3

I am trying to figure out my way through c89 and now I ma stuck with this problem. Does stdint.h have any equivalent for double data type? If yes how do we print it?

Aman Deep Gautam
  • 8,091
  • 21
  • 74
  • 130

1 Answers1

4

stdint.h is for integer types and there is no fixed-size floating types in C.

By the way you are mentioning C89, note that stdint.h standard header is a C99 addition.

--- --- ---

Exercise task 1> In the text about stdint.h, which C standard added the stdint.h header?

(Records from a data collection)
--- --- ---

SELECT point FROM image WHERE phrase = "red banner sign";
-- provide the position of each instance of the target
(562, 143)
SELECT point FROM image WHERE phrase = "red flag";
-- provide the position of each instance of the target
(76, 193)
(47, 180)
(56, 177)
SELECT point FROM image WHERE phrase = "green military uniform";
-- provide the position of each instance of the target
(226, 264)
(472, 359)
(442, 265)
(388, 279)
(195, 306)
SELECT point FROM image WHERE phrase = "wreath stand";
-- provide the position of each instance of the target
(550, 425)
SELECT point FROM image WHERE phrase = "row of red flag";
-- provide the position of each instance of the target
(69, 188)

--- --- ---

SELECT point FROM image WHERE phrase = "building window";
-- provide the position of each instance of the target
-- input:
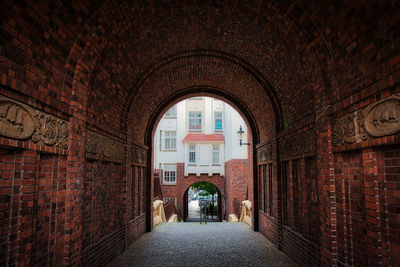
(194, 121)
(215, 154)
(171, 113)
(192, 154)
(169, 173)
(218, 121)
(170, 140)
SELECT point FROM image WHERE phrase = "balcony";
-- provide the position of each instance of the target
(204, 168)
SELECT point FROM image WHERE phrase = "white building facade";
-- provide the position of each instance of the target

--- --- ---

Exercise task 2> Please count the lines of the records that contain the string "building", treating case as significant, and give only that number.

Complete response 1> C99

Complete response 2> 2